Post industrial African urban pointillist El Anatsui is outside at The High Line in Manhattan and inside the Brooklyn Museum right now to offer “Gravity and Grace”, two characteristics one may associate with the man himself.

Using aluminum bottle caps and similar mass consumer materials from his home country of Nigeria, the Ghana-born Anatsui paints temporary organic facades, glittering curtains, crumpled moonscapes that bend clumsily and undulate gracefully.  So familiar has he become with his materials over his four decade career, Anatsui can create translucent scrims to peer through and reptilian skinned impressionist coats of armor, each bending and folding of the metal fabric in service of a multitude of imaginations.

El Anatsui. “Peak”, 2010. Detail. (photo © Jaime Rojo)

“I have a desire to manipulate the material to get something else out of it,” he said during his recent talk with African art expert Susan Vogel and Kevin Dumouchelle, Associate Curator of Arts of Africa and the Pacific Islands at the museum before a capacity auditorium audience this month.

While speaking about his own approach to his practice, Anatsui showed a refreshingly straight forward investigative approach to his own process of discovery, perhaps explaining how such rigid materials are transformed by his hand into something flexible, malleable, free. “I have a feeling that artwork is a parallel of life, it is life itself. It is not something static. We are about changing, forever in a state of flux.  If that is the case then the artwork should be in a state of flux.”

El Anatsui. “Peak”, 2010. “Earth’s Skin” 2007 on the left. “Gravity and Grace”, 2010 on the right. (photo © Jaime Rojo)

- _WRITTEN TASK 1_: In the El Anatsui article, who joined the artist for his recent talk at the museum?
- _WRITTEN TASK 2_: Extend the El Anatsui article by continuing it from the point where it stops.
The data items below have no connection to the El Anatsui article.

- _Data items_:
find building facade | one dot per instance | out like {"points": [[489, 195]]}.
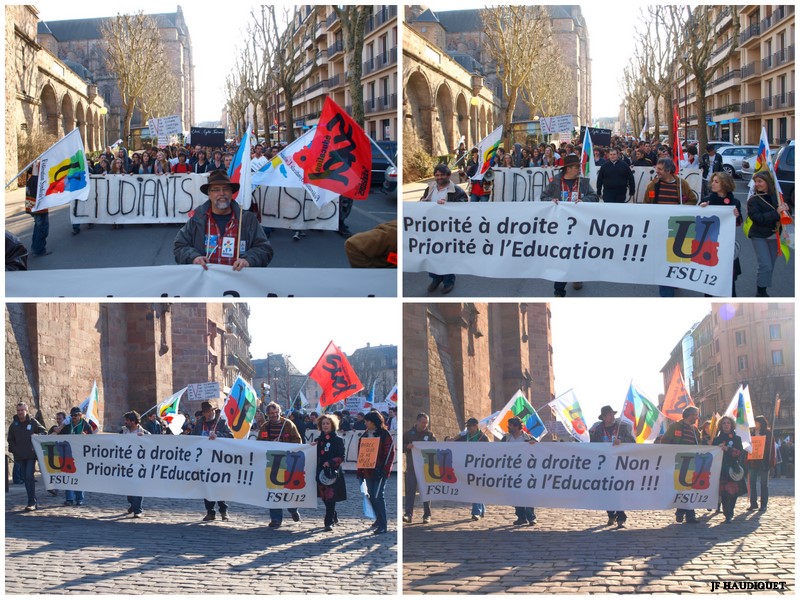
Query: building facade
{"points": [[754, 85], [745, 343], [46, 97], [468, 359], [139, 354], [80, 41]]}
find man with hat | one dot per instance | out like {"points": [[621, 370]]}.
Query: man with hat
{"points": [[77, 425], [474, 434], [209, 424], [220, 232], [611, 430], [568, 186]]}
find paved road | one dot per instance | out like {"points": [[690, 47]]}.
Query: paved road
{"points": [[415, 284], [571, 551], [141, 246], [99, 549]]}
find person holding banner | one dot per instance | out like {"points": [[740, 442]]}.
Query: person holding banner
{"points": [[731, 478], [611, 430], [418, 433], [209, 425], [220, 232], [684, 432], [76, 425], [473, 434], [376, 476], [330, 455], [763, 211], [569, 186], [279, 429], [525, 514], [760, 466], [132, 426]]}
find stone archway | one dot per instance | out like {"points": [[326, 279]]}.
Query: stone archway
{"points": [[443, 138], [67, 114], [48, 111], [462, 118]]}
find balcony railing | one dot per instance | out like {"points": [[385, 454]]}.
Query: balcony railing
{"points": [[749, 32]]}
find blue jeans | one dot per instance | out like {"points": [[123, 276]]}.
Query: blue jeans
{"points": [[136, 504], [375, 490], [41, 227], [73, 496], [755, 475], [27, 466], [276, 514], [411, 492], [766, 250]]}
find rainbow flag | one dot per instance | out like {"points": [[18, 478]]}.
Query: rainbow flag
{"points": [[645, 418], [487, 148], [741, 410], [568, 411], [518, 407], [62, 173]]}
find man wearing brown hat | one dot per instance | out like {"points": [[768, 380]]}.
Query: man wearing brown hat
{"points": [[211, 426], [611, 430], [568, 186], [220, 232]]}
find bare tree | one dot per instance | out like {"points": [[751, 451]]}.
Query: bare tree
{"points": [[353, 19], [135, 55], [700, 45], [511, 29]]}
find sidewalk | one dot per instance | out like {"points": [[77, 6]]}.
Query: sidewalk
{"points": [[572, 551]]}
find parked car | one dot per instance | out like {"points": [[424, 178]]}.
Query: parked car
{"points": [[732, 157], [379, 162]]}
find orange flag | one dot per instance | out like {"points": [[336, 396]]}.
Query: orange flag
{"points": [[335, 376], [677, 398]]}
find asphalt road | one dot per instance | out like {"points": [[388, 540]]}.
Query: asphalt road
{"points": [[415, 284], [142, 245]]}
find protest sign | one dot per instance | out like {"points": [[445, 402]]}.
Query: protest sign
{"points": [[526, 185], [140, 199], [202, 391], [192, 281], [570, 475], [680, 246], [269, 474]]}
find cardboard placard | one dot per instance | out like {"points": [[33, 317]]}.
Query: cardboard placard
{"points": [[368, 453]]}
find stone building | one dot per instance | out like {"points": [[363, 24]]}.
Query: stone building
{"points": [[46, 97], [138, 354], [80, 41], [737, 344], [467, 359]]}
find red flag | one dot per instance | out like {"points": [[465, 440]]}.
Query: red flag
{"points": [[335, 376], [677, 151], [340, 156]]}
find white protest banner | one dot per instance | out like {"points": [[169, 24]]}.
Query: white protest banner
{"points": [[680, 246], [202, 391], [570, 475], [132, 199], [192, 281], [526, 184], [270, 474], [350, 445]]}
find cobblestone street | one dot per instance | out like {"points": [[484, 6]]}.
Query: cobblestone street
{"points": [[571, 551], [99, 549]]}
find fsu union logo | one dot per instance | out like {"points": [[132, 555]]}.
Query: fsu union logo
{"points": [[693, 239], [286, 470], [58, 457], [693, 471], [438, 466]]}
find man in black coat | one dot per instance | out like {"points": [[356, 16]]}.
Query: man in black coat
{"points": [[614, 177]]}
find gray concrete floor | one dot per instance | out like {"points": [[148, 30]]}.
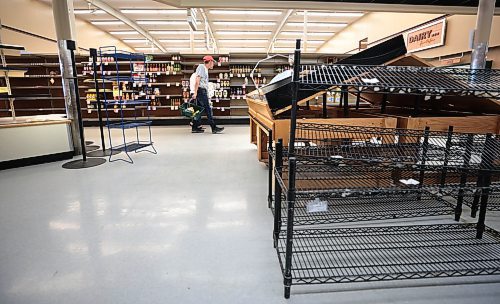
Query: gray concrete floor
{"points": [[189, 225]]}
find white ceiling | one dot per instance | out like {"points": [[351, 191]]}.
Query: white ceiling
{"points": [[249, 31]]}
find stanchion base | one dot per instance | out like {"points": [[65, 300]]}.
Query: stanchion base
{"points": [[91, 147], [100, 153], [80, 164]]}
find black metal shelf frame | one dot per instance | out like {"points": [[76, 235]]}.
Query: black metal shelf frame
{"points": [[376, 174], [408, 80]]}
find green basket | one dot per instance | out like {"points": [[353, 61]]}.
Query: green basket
{"points": [[191, 110]]}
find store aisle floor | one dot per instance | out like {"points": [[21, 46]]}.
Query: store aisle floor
{"points": [[189, 225]]}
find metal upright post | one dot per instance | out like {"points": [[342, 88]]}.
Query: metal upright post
{"points": [[358, 97], [486, 162], [83, 163], [384, 104], [463, 177], [346, 101], [325, 111], [104, 152], [295, 94], [292, 165], [446, 156], [485, 13], [277, 192], [425, 148], [270, 166]]}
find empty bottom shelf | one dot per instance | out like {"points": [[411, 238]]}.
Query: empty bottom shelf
{"points": [[390, 253], [132, 146], [367, 208]]}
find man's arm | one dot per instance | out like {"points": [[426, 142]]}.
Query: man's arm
{"points": [[196, 85]]}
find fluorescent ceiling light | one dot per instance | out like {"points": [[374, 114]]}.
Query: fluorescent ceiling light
{"points": [[243, 40], [154, 11], [293, 40], [87, 11], [162, 22], [239, 33], [135, 40], [107, 22], [124, 33], [181, 40], [249, 23], [332, 14], [309, 34], [174, 32], [317, 24], [237, 49], [146, 49], [246, 12]]}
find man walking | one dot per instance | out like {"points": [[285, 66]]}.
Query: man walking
{"points": [[201, 95]]}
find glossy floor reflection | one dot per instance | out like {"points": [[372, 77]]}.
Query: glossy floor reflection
{"points": [[189, 225]]}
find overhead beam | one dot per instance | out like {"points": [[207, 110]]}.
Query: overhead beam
{"points": [[327, 5], [120, 16], [209, 28], [278, 29]]}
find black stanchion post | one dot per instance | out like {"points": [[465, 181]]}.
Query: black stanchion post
{"points": [[325, 111], [486, 163], [463, 177], [93, 54], [277, 192], [446, 156], [289, 228], [270, 167]]}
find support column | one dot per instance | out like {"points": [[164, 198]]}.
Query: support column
{"points": [[64, 20], [482, 32]]}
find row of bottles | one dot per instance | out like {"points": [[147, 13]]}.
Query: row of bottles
{"points": [[163, 67], [221, 93], [241, 69], [223, 84], [237, 92], [260, 80], [282, 68]]}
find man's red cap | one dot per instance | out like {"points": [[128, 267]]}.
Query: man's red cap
{"points": [[208, 58]]}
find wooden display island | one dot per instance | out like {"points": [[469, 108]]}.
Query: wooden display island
{"points": [[31, 140]]}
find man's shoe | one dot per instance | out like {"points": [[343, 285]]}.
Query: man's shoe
{"points": [[199, 130], [216, 130]]}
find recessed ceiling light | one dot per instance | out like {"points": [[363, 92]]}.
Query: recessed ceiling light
{"points": [[87, 11], [243, 40], [317, 24], [246, 12], [315, 34], [135, 40], [124, 33], [239, 33], [181, 40], [332, 14], [248, 49], [162, 22], [246, 23], [107, 22], [174, 32], [154, 11]]}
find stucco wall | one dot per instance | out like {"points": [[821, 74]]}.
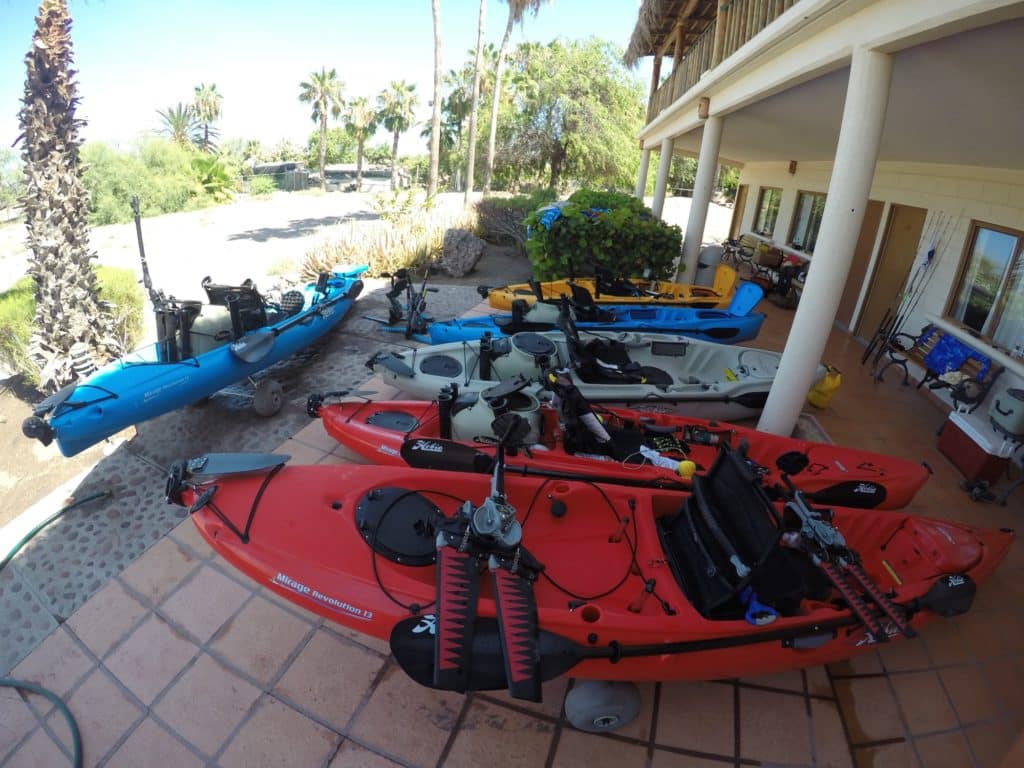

- _ANSWER 1_: African art expert Susan Vogel and Kevin Dumouchelle, Associate Curator of Arts of Africa and the Pacific Islands at the museum.

- _ANSWER 2_:
As he offers observations of his own culture and the effects of consumerism and globalism on it, he encourages you to take a hands-on approach to art making. A scholar and professor, El Anatsui’s practice has been rooted in the same D.I.Y. ethos that propelled many a street artist in the current global scene that emerged in the 2000s and 2010s.  Mining the diamonds in his backyard, El Anatsui models a personal mission that encourages artists to look at everyday consumer products and see their potential as high art, as vehicles for expression that go beyond craft making or green initiatives.

In an invitation to collaboration, El Anatsui appears to have a remarkably un-Diva-like disposition when it comes to how his work should be exhibited, inviting others to determine how to best display it according to their site-specific considerations. Speaking of his retrospective that ran from September through the end of 2012 at the Denver Art Museum, the artist expresses a gleeful sense of surprise at how curators there displayed his work. “I saw that they were able to mount some of the works very interestingly and they were able to give them shapes that I would not have thought about myself. “

El Anatsui. “Earth Skin”, 20o7. Detail. (photo © Jaime Rojo)

Brooklyn’s curator Dumouchelle used that same freedom to formulate exhibition decisions as he mounted work in the varied spaces for this show – to great effect. Describing the rationale for some of his curatorial choices, Dumouchelle talked about it this way to the artist, “We were very inspired by your admonition to collectors and curators to take your work and use it to respond to the space and that’s really what happened with ‘Gli’,” one of the larger works in the show.

“We had this incredible 72-foot rotunda that is very rarely used for art, ” says Dumouchelle, “Very rarely do we have art of the scale that will actually fill that space, so we wanted to think about how best to make use of that space. ‘Gli’ is designed as this sort of architectural environment where you find yourself as a visitor immersed and sort of surrounded by these works and so we wanted to make full use of the drama of that space.”

El Anatsui. “Gravity and Grace”, 2010. (photo © Jaime Rojo)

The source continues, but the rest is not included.